What to produce: Look over the lines below. Report each one that includes the string "water".

[Items from a dataset]
----------

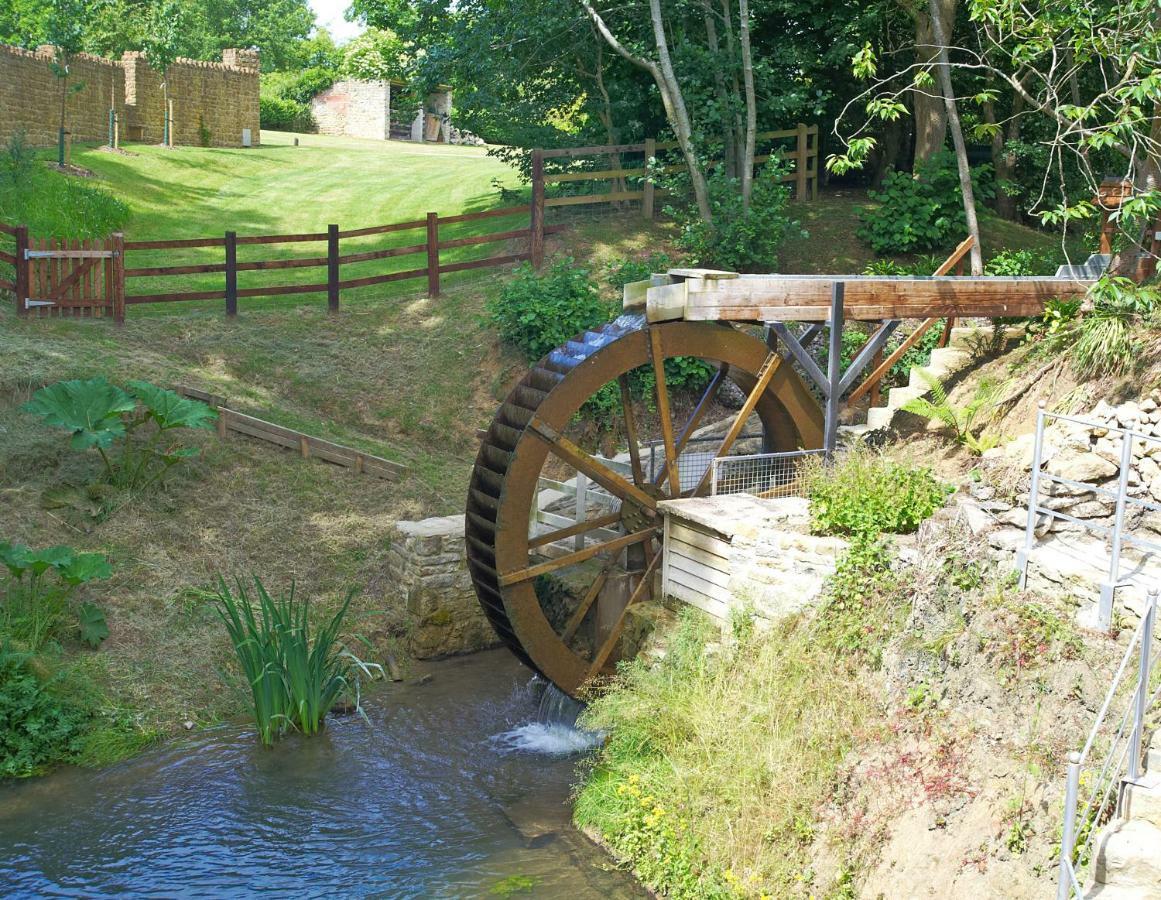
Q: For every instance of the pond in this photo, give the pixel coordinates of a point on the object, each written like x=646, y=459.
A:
x=454, y=790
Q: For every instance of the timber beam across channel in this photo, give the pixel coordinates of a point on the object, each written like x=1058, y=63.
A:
x=702, y=295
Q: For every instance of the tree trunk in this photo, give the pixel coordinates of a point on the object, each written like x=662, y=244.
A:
x=957, y=135
x=678, y=114
x=751, y=108
x=930, y=110
x=729, y=151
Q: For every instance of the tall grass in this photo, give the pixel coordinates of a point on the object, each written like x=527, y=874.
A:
x=294, y=678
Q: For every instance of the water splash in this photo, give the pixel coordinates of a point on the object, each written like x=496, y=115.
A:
x=555, y=732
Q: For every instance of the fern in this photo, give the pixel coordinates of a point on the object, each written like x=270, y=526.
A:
x=959, y=420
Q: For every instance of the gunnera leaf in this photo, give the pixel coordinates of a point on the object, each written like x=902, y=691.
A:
x=89, y=409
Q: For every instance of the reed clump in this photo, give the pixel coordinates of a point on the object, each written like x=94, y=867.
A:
x=294, y=677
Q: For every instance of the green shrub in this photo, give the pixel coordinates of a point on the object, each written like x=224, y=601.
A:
x=38, y=588
x=51, y=203
x=36, y=728
x=294, y=678
x=865, y=494
x=538, y=312
x=736, y=240
x=921, y=213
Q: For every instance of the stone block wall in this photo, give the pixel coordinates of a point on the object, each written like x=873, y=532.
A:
x=30, y=95
x=428, y=566
x=355, y=109
x=222, y=96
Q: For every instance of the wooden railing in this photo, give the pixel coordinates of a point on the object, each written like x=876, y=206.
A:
x=873, y=382
x=152, y=280
x=803, y=153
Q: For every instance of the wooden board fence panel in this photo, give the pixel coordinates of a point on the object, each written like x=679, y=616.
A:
x=305, y=445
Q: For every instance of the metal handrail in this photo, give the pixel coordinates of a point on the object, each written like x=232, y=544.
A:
x=1126, y=753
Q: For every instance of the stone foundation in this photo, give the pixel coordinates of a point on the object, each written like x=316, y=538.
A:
x=428, y=564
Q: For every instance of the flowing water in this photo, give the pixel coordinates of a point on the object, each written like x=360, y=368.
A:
x=458, y=789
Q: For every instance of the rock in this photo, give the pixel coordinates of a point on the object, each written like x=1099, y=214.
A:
x=1077, y=466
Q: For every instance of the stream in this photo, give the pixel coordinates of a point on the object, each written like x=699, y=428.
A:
x=459, y=787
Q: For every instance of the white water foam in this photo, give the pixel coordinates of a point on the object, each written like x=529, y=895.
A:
x=547, y=739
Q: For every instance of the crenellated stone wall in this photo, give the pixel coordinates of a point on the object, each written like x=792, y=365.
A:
x=30, y=95
x=427, y=563
x=214, y=102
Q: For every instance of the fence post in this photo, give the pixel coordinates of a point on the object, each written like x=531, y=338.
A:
x=802, y=156
x=1104, y=611
x=22, y=270
x=1141, y=702
x=647, y=198
x=231, y=273
x=119, y=278
x=1068, y=834
x=332, y=268
x=1033, y=496
x=538, y=209
x=433, y=254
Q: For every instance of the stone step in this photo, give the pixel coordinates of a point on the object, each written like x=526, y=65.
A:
x=898, y=396
x=1127, y=857
x=1143, y=803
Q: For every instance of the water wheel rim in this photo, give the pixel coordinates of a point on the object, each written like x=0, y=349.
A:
x=513, y=454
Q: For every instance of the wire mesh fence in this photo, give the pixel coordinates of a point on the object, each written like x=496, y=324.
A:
x=761, y=474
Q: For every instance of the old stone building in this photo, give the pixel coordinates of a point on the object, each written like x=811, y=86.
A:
x=214, y=103
x=358, y=108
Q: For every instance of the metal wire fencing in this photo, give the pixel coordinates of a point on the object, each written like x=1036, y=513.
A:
x=762, y=474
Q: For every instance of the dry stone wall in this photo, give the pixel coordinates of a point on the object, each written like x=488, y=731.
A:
x=427, y=563
x=214, y=102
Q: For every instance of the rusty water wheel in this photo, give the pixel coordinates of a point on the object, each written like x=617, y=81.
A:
x=543, y=607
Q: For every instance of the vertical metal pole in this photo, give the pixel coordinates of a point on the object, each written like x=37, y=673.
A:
x=1104, y=612
x=231, y=274
x=581, y=506
x=834, y=369
x=332, y=268
x=1068, y=835
x=1143, y=689
x=1033, y=497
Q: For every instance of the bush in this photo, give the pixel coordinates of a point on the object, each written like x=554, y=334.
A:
x=864, y=494
x=538, y=312
x=36, y=728
x=921, y=213
x=736, y=240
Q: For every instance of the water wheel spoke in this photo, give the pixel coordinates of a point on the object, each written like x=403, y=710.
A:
x=614, y=635
x=586, y=602
x=631, y=430
x=707, y=396
x=666, y=424
x=582, y=461
x=765, y=374
x=571, y=531
x=572, y=559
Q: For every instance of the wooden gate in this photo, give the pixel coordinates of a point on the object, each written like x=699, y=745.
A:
x=73, y=278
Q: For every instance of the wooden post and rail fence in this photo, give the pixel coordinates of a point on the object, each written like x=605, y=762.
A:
x=101, y=278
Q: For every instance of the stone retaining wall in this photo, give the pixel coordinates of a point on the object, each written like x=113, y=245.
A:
x=428, y=564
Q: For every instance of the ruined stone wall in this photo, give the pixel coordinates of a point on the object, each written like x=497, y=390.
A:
x=30, y=95
x=220, y=96
x=354, y=108
x=213, y=102
x=427, y=563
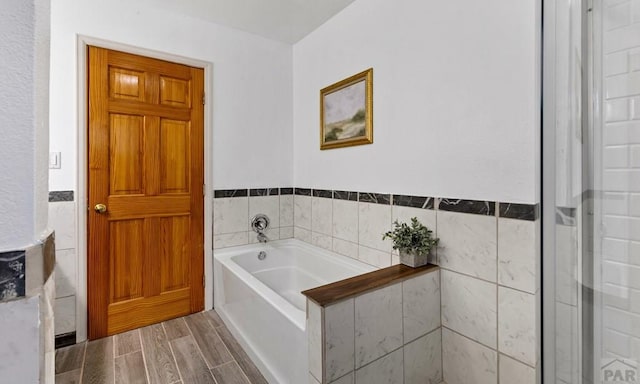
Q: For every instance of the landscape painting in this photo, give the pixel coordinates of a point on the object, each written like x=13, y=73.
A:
x=345, y=111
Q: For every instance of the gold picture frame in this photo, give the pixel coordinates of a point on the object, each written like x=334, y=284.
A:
x=346, y=112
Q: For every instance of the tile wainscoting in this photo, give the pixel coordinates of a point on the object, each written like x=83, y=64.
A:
x=62, y=219
x=489, y=256
x=234, y=208
x=489, y=253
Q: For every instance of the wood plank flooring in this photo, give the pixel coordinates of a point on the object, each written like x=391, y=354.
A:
x=191, y=350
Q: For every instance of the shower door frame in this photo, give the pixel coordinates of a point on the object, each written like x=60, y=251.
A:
x=588, y=298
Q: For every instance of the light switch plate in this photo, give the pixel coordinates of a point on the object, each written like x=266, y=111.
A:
x=54, y=160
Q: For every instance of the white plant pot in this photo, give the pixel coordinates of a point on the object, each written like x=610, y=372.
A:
x=412, y=259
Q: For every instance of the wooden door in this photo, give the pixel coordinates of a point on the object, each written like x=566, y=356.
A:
x=146, y=135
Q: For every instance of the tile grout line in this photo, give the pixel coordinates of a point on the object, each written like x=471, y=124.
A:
x=175, y=361
x=404, y=378
x=215, y=331
x=229, y=363
x=497, y=293
x=113, y=362
x=144, y=358
x=84, y=360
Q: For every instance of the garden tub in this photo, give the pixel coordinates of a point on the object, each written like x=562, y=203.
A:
x=259, y=300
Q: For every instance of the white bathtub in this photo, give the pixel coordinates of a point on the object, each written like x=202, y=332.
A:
x=261, y=304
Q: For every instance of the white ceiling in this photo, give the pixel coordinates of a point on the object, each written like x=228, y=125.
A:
x=284, y=20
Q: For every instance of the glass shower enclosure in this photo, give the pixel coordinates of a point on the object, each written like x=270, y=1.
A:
x=591, y=191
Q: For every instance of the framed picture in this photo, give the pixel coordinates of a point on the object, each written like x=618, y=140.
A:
x=346, y=112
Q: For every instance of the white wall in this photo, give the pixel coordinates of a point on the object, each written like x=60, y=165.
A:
x=456, y=98
x=23, y=117
x=251, y=102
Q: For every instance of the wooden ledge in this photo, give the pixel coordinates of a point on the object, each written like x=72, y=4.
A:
x=344, y=289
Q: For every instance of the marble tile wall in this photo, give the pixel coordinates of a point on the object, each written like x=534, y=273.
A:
x=62, y=219
x=489, y=254
x=389, y=335
x=233, y=210
x=490, y=298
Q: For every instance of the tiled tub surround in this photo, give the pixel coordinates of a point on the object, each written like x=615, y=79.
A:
x=387, y=331
x=234, y=208
x=489, y=254
x=260, y=300
x=62, y=218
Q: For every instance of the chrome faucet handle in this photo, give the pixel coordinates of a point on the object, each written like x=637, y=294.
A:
x=260, y=222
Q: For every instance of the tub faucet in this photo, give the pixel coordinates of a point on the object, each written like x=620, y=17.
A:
x=262, y=238
x=260, y=223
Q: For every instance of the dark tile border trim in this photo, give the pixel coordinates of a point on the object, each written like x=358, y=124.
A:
x=303, y=191
x=530, y=212
x=376, y=198
x=566, y=216
x=263, y=192
x=221, y=193
x=326, y=193
x=57, y=196
x=414, y=201
x=65, y=340
x=345, y=195
x=12, y=275
x=487, y=208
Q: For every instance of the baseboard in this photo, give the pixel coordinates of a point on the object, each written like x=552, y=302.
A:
x=65, y=340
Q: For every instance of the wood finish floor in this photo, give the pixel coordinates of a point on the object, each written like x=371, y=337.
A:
x=189, y=350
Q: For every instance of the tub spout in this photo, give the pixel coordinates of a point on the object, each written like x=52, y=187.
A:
x=262, y=238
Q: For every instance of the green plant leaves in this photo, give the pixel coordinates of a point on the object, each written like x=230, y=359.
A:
x=412, y=238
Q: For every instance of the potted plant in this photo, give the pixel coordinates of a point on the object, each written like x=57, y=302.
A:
x=414, y=242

----------

Finished exercise:
Q: For every instance of the water splash in this photo, give the pixel coordinates of a point on the object, each written like x=496, y=115.
Q: For every instance of the flowing water in this photo, give the pixel coordinates of a point on the object, each written like x=360, y=368.
Q: For every instance of the white water foam in this photo, give the pixel coordinates of a point on the object, each written like x=529, y=895.
Q: For every instance of the water wheel rim in this photo, give the pixel coordinates of a point on the object, each written like x=0, y=349.
Q: For every instance of the rusty water wheel in this photo, give the pixel coordinates of a point on the object, each written like x=617, y=81.
Q: For every instance of the water wheel spoke in this photo, give the pixel coordinates of a point on the object, each written like x=403, y=710.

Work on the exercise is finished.